Given text ->
— start —
Top 10 Things I’ve Learned About REVISION

• Use questions to identify places where you may be in need of revision.
• Details can help the writer convey meaning. Dig for ways to add more details.
• Snapshots give the writer a chance to freeze a moment, explaining the sensory details.
• Thoughtshots give the reader a look into the character’s thinking. This provides insight into the true character.
• Build a scene using only necessary dialogue. The rest of the description and details help the reader get the picture in their mind.
• Explode a moment to draw a reader into a specific scene.
• Shrink a century to cut out the “boring parts!”
• Revision can occur any time during the writing process, not just at the end.
• Rearranging paragraphs and sentences can help to find a stronger lead and better flow.
• Double space your revision draft so that you can write notes in the spaces.
— end —
Supplied material ->
— start —
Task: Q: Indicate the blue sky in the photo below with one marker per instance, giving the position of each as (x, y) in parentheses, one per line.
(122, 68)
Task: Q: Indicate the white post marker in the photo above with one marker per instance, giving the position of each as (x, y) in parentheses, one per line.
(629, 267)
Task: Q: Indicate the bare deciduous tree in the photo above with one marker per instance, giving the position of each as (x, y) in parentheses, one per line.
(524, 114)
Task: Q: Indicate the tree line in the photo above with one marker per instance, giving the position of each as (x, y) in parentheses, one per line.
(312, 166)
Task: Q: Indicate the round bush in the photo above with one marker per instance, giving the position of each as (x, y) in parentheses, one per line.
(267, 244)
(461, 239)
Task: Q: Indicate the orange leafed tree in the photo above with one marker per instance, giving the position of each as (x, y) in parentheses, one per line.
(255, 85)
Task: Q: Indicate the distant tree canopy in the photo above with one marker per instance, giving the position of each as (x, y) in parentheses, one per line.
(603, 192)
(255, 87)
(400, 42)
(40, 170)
— end —
What is needed -> Reproduce the revision tips list above word for word, from its heading through the last bullet.

Response below ->
Top 10 Things I’ve Learned About REVISION

• Use questions to identify places where you may be in need of revision.
• Details can help the writer convey meaning. Dig for ways to add more details.
• Snapshots give the writer a chance to freeze a moment, explaining the sensory details.
• Thoughtshots give the reader a look into the character’s thinking. This provides insight into the true character.
• Build a scene using only necessary dialogue. The rest of the description and details help the reader get the picture in their mind.
• Explode a moment to draw a reader into a specific scene.
• Shrink a century to cut out the “boring parts!”
• Revision can occur any time during the writing process, not just at the end.
• Rearranging paragraphs and sentences can help to find a stronger lead and better flow.
• Double space your revision draft so that you can write notes in the spaces.